[ENTRIES SHOWN]
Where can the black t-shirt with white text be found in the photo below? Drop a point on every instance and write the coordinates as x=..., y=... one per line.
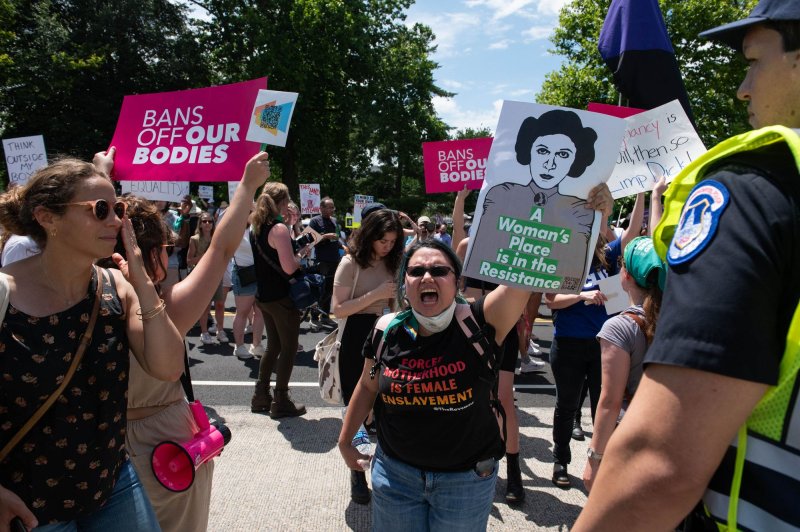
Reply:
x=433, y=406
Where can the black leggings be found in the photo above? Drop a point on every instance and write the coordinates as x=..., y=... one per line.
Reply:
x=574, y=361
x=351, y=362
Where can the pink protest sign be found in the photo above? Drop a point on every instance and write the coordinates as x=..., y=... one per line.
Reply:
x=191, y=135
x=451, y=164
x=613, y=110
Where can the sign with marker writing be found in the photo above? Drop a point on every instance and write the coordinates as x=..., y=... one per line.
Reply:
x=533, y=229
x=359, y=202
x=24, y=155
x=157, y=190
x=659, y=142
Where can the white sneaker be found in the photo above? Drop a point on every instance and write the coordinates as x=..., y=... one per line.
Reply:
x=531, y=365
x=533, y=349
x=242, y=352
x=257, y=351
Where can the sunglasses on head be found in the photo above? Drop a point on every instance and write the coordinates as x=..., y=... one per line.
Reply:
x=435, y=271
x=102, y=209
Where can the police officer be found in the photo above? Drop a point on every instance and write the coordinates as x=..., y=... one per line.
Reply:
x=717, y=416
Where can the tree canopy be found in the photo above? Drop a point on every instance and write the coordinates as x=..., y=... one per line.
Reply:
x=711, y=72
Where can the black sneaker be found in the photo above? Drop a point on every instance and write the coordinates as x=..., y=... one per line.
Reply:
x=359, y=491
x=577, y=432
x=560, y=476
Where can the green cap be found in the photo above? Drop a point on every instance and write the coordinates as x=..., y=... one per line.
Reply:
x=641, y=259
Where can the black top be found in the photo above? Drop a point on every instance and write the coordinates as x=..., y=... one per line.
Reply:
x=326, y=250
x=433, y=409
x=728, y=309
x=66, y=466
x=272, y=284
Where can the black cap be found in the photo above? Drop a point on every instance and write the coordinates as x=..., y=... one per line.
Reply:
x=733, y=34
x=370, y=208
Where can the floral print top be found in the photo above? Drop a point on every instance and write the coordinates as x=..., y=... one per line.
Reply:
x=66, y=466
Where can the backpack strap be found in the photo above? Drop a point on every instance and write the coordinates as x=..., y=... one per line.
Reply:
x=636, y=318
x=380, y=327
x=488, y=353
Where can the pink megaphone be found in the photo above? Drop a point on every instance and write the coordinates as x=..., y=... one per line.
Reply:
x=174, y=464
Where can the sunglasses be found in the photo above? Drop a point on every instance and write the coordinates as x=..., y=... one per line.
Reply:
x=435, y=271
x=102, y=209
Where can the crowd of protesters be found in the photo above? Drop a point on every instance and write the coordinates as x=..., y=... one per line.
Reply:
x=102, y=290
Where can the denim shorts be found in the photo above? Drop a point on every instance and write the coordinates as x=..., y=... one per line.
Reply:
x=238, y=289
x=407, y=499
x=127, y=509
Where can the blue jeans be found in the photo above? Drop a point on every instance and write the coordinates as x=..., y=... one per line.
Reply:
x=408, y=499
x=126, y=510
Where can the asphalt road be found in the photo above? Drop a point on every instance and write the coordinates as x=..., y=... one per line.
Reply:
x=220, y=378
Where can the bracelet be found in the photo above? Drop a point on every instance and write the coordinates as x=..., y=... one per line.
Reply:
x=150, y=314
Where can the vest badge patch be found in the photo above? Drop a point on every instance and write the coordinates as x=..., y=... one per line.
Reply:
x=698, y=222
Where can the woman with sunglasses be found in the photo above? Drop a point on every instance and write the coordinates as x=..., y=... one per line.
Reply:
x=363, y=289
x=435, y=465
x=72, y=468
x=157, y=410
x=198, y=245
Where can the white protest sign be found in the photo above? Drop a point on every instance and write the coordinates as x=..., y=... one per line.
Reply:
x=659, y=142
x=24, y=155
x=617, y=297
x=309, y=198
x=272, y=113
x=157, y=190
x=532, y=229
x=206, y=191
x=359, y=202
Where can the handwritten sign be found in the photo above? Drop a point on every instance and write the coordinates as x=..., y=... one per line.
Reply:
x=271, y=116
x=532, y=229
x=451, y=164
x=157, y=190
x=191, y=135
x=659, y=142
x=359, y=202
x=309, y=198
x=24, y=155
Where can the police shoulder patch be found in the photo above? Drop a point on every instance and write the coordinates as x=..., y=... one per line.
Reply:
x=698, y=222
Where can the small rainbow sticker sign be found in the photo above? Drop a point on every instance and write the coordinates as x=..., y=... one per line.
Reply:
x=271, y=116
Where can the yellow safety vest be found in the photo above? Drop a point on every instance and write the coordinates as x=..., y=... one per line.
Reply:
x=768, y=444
[/ENTRIES SHOWN]
YOUR OBJECTIVE => Output each record above exactly as written. Skip any pictures.

ANSWER =>
Where can the black t-shirt with white text be found in the photo below? Drop a point on every instance and write the coordinates as x=..., y=... one per line.
Reply:
x=433, y=406
Where can the black leggings be found in the photo above? Drop a point on every instance and write the coordinates as x=..., y=... one per line.
Reply:
x=574, y=361
x=351, y=362
Where can the pink protest sign be found in the photo above? Drop a point on every instance and write the coordinates as x=..., y=... one per line.
Reply:
x=191, y=135
x=451, y=164
x=613, y=110
Where can the sign with marker writing be found in the photo above? Drop a point on every instance and write the coordinates as x=..., y=... one per line.
Reply:
x=533, y=229
x=359, y=202
x=24, y=155
x=157, y=190
x=659, y=142
Where can the white sneaker be found in the photo above? Drop a point on every instance and write the coordinates as x=..., y=... one per line.
Reply:
x=531, y=365
x=533, y=349
x=242, y=352
x=257, y=351
Where can the sunglasses on head be found in the photo above? Drop a point on every instance and write the coordinates as x=..., y=... one per line.
Reply:
x=435, y=271
x=102, y=209
Where can the police officer be found in the photo above? Drop a point on every instance and write the coordinates as x=..., y=... one per line.
Reply:
x=717, y=416
Where can the tree canopy be found in the photo above? Drop a point on every instance and write the coordinates as x=..., y=... one per line.
Reply:
x=711, y=72
Where can the black sneaker be found in the photo above? Drop a point on every instance and write the coordinates as x=..., y=... one per line.
Reply:
x=359, y=491
x=577, y=432
x=560, y=476
Where can the green cap be found in the photo above? Drop a point on every instance and write the coordinates as x=..., y=... one per line.
Reply:
x=641, y=259
Where can the black top be found in the photo above? Drop a point on every instance and write the coordinates as x=..., y=... one per line.
Reply:
x=326, y=250
x=433, y=409
x=728, y=309
x=66, y=466
x=272, y=284
Where can the black cap be found in the photo above? Drop a point on every instance and write the coordinates as x=..., y=... one per line.
Reply:
x=733, y=34
x=370, y=208
Where can the floral print top be found in the photo above? Drop a point on every instance and write the coordinates as x=..., y=... one per line.
Reply:
x=66, y=466
Where can the backpack strap be found in the photo above? Drop a point on every instance and write the coordinates as x=..., y=... one per line.
Reply:
x=636, y=318
x=380, y=327
x=488, y=353
Where can the pink megaphone be found in the photo above? Drop a point on every instance and write the coordinates as x=..., y=... one per line.
Reply:
x=174, y=464
Where can the sunglasses be found in the photo above? Drop a point on every instance and write the coordinates as x=..., y=... one per line.
Reply:
x=435, y=271
x=102, y=209
Where can the crowd of protesters be found in the photo above? Drop a point on every instance and write the coordinates as x=..., y=... one per line.
Reply:
x=102, y=290
Where can the denim shorts be found in the photo above? Drop a point on every instance and write the coordinates as x=..., y=... one per line.
Reply:
x=238, y=289
x=407, y=499
x=127, y=509
Where can the blue jeans be found in the photo above? Drop a point on every instance and write the coordinates as x=..., y=... one per line.
Reply:
x=408, y=499
x=126, y=510
Where can the asphalt road be found in the photo above? Drop a point on every instance and write the coordinates as x=..., y=... one per line.
Reply:
x=220, y=378
Where can the bracelet be found in the photo above? Drop a point on every instance and write the coordinates as x=..., y=... one per line.
Reply:
x=150, y=314
Where can the vest badge patch be found in the photo above? Drop a point on every instance and write the coordinates as x=..., y=... one per line.
Reply:
x=698, y=222
Where can the woman with sunglasses be found in the photo above? Drop a point on every instance and write the coordinates as x=..., y=... one per line.
Reply:
x=363, y=289
x=435, y=465
x=72, y=468
x=157, y=410
x=198, y=245
Where can the white protest sign be found in the photo above? Drop a point on every instance and write the coordinates as x=..., y=... one per line.
Reply:
x=659, y=142
x=24, y=155
x=617, y=297
x=309, y=198
x=272, y=113
x=157, y=190
x=532, y=229
x=206, y=191
x=359, y=202
Where can the handwritten sign be found in the photo above? Drop a point on every instance and write the coordinates as x=..., y=... one per line.
Reply:
x=271, y=116
x=532, y=229
x=451, y=164
x=157, y=190
x=191, y=135
x=659, y=142
x=359, y=202
x=309, y=198
x=24, y=155
Where can the police shoulder patch be found in the photo above? Drop a point on every instance and write the coordinates as x=..., y=... one per line.
Reply:
x=698, y=222
Where can the small rainbow sticker sign be found in the photo above? Drop a point on every instance and write the coordinates as x=..., y=... one per line.
Reply:
x=271, y=116
Where can the yellow safety vest be found in the photo above? Drop a point on every instance and write the coordinates as x=..., y=... one per line.
Reply:
x=768, y=444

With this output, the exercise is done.